- **Problem details**:
Produce the full set of records below once more, exactly as they stand.

- **Data extract**:
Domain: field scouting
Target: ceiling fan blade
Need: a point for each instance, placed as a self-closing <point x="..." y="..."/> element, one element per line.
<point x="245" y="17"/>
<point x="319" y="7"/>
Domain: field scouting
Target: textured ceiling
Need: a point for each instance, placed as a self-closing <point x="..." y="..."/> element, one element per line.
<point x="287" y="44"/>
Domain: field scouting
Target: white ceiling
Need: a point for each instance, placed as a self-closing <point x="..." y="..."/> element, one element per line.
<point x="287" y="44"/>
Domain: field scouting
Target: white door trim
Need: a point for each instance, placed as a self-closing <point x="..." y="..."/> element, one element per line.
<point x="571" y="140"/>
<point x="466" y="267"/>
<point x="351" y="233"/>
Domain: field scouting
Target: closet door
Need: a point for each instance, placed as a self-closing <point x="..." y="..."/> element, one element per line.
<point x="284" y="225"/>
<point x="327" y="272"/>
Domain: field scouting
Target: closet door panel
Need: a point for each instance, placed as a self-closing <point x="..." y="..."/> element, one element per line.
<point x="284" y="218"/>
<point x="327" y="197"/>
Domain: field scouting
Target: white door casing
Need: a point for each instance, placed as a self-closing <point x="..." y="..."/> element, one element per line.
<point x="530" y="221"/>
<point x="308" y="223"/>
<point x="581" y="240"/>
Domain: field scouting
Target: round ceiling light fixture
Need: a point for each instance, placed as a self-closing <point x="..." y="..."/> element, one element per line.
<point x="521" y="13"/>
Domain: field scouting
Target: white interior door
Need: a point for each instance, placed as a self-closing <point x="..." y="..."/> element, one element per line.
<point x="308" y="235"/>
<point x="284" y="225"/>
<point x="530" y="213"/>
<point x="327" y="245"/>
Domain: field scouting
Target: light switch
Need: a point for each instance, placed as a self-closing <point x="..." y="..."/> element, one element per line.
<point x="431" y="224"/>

- **Response to this task**:
Domain: field scouting
Target: ceiling fan blade
Need: a point for each instance, placed as a self-closing <point x="..." y="..."/> element, one element per line.
<point x="245" y="17"/>
<point x="319" y="7"/>
Domain: field scouting
Target: textured ceiling
Need: a point for each instance, placed as a self-closing <point x="..." y="..."/> element, one element per line.
<point x="287" y="44"/>
Domain: field scouting
Target: white ceiling
Need: a point for each instance, placed as a self-closing <point x="..." y="..."/> element, one element per line.
<point x="287" y="44"/>
Domain: field scouting
Target: white door trim
Need: a point for each instance, placed as a self-closing <point x="..." y="..."/> element, one element per line.
<point x="571" y="140"/>
<point x="466" y="267"/>
<point x="351" y="233"/>
Domain: field scouting
Target: closet door
Need: a point for each instance, placed as a self-closing <point x="..." y="..."/> element, one element per line.
<point x="284" y="225"/>
<point x="327" y="272"/>
Domain: field scouting
Target: closet door panel
Need: a point for each instance, placed as a self-closing <point x="..." y="..."/> element, one element per line.
<point x="284" y="218"/>
<point x="327" y="197"/>
Domain: field scouting
Target: white door casing
Need: a point for each instance, placed as a self-closing <point x="..." y="..."/> element, one element per line.
<point x="530" y="221"/>
<point x="308" y="223"/>
<point x="581" y="240"/>
Domain: field scouting
Target: round ceiling light fixture
Need: a point for each instance, placed as a self-closing <point x="..." y="..."/> element, one element per line.
<point x="521" y="13"/>
Domain: field scouting
Target: white interior door
Need: a point for each instance, placed as a self-closing <point x="..." y="..."/> element, one element per line.
<point x="308" y="235"/>
<point x="284" y="225"/>
<point x="530" y="213"/>
<point x="327" y="245"/>
Domain: field scouting
Target: light switch
Need: a point for each instance, placed as a self-closing <point x="..." y="..."/> element, one element per line.
<point x="431" y="224"/>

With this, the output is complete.